(Point annotation records)
++++++++++++++++++++

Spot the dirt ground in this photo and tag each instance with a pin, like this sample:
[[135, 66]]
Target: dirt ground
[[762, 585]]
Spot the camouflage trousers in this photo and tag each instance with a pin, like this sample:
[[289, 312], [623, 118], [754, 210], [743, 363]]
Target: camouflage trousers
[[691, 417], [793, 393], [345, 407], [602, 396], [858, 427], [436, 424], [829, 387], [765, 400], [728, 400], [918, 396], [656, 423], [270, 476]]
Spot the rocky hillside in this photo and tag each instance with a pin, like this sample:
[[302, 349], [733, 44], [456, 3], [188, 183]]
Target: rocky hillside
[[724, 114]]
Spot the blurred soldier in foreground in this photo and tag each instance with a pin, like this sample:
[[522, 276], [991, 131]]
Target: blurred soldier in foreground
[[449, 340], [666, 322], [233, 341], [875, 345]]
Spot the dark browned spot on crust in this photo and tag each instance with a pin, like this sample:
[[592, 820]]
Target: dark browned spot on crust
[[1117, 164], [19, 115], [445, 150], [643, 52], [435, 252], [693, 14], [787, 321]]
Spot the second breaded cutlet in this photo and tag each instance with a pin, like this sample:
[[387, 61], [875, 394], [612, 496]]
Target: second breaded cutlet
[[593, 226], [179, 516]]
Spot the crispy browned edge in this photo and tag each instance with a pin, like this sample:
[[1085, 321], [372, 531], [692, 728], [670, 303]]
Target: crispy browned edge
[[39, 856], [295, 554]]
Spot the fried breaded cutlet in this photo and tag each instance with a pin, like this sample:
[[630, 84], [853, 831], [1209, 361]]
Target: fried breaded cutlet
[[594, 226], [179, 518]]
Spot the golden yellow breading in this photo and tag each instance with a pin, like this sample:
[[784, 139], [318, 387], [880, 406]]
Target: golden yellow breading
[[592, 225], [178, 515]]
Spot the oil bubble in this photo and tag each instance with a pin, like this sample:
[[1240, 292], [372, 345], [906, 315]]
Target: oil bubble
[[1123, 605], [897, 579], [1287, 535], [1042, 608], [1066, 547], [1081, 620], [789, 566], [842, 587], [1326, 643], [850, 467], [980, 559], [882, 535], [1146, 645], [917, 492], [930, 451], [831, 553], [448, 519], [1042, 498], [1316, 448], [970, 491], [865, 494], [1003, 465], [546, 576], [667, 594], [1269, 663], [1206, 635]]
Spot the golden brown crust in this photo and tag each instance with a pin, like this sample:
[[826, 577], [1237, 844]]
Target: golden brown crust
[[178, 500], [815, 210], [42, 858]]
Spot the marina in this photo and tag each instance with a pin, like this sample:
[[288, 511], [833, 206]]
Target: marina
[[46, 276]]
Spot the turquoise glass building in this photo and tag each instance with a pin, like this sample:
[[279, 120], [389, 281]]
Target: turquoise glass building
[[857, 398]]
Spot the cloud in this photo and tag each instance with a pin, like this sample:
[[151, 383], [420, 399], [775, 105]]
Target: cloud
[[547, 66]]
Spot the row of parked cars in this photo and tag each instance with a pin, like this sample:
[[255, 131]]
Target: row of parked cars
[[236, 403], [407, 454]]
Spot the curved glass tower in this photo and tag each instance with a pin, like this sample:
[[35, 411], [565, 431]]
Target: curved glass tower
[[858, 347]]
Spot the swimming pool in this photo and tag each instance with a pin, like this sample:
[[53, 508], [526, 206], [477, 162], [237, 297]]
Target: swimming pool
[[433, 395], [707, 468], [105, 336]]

++++++++++++++++++++

**SET TASK:** Reproduce every line of the items above verbatim, with no changes.

**RESPONSE:**
Spot the dirt ground in this photo and tag each instance with a pin, like this sample:
[[135, 66]]
Target: dirt ground
[[762, 585]]
Spot the camouflage trousers in this photo and tag each instance with a pin, like this sample:
[[289, 312], [623, 118], [754, 210], [743, 363]]
Target: camouflage trousers
[[691, 417], [793, 393], [345, 407], [602, 396], [858, 427], [436, 424], [829, 387], [765, 400], [728, 400], [918, 396], [656, 423], [270, 476]]
Spot the rocky hillside in this photo and tag each instance with a pin, like this sample:
[[302, 349], [733, 44], [456, 3], [188, 183]]
Target: rocky hillside
[[724, 114]]
Spot the blurred soldier in foreground in this photo and tag each instance with a pin, like this sample:
[[522, 276], [991, 131]]
Target: blurred soldier in foreground
[[449, 340], [666, 322], [233, 341], [875, 345]]
Spot the dark browned spot on crust in this photo and tag each instance with a pin, like this sample:
[[592, 820]]
Target: dark browned spot on crust
[[1117, 164], [19, 115], [445, 150], [643, 52], [435, 252], [693, 14], [787, 321]]
Spot the second breaded cutlet in this photo and tag each instance with a pin, like this sample:
[[387, 61], [875, 394], [612, 496]]
Target: second breaded cutlet
[[593, 226], [179, 516]]
Spot the crispy browned edge in this photo and tag each instance with a pin, like this sample:
[[1085, 321], [372, 531], [692, 728], [670, 303]]
Target: crispy browned edge
[[39, 856], [295, 554]]
Spot the fried breaded cutlet in this photo and tag each instance with a pin, like this sample:
[[630, 84], [853, 831], [1209, 361]]
Target: fried breaded cutlet
[[594, 226], [179, 518]]
Spot the golden yellow breading in this photo and tag each instance with a pin, like this sample:
[[784, 139], [318, 387], [880, 406]]
Target: golden yellow breading
[[592, 225], [178, 515]]
Spot the oil bubble in this photo and tag each instance with a pin, like this sample:
[[1240, 292], [372, 345], [906, 315]]
Target: oil bubble
[[1123, 605], [897, 579], [1287, 535], [1042, 608], [1066, 547], [1081, 620], [789, 566], [842, 587], [1326, 643], [850, 467], [980, 559], [882, 535], [1146, 645], [917, 492], [930, 451], [831, 553], [448, 519], [1042, 498], [1316, 448], [970, 491], [865, 494], [1003, 465], [546, 576], [667, 594], [1269, 663], [1206, 635]]
Spot the golden brown crust in this photo and tag each instance with a pin, like this sample:
[[826, 577], [1237, 844]]
Target: golden brown crust
[[178, 500], [815, 210], [42, 858]]
Spot the marina in this photo and tag each instance with a pin, like this sample:
[[288, 511], [833, 206]]
Target: marina
[[46, 276]]
Spot the turquoise glass building in this photo and tag each instance with a pin, like this sample:
[[279, 120], [389, 281]]
Target: turquoise glass building
[[857, 398]]
Spot the cloud in this photo and tag each instance with a pin, like this sample:
[[151, 383], [420, 399], [775, 105]]
Target: cloud
[[547, 66]]
Spot the row of parked cars in this photo and tag each instance with a pin, like this sample:
[[255, 131]]
Target: row of parked cars
[[236, 403], [407, 454]]
Spot the curved glass tower in this photo and tag each instance with a pin, like this sample:
[[35, 411], [565, 431]]
Target: curved glass tower
[[858, 347]]
Spot the swimming pool in this photo and tag each instance with a pin, like this sample:
[[53, 508], [526, 206], [477, 162], [237, 297]]
Target: swimming pool
[[433, 395], [707, 468], [105, 336]]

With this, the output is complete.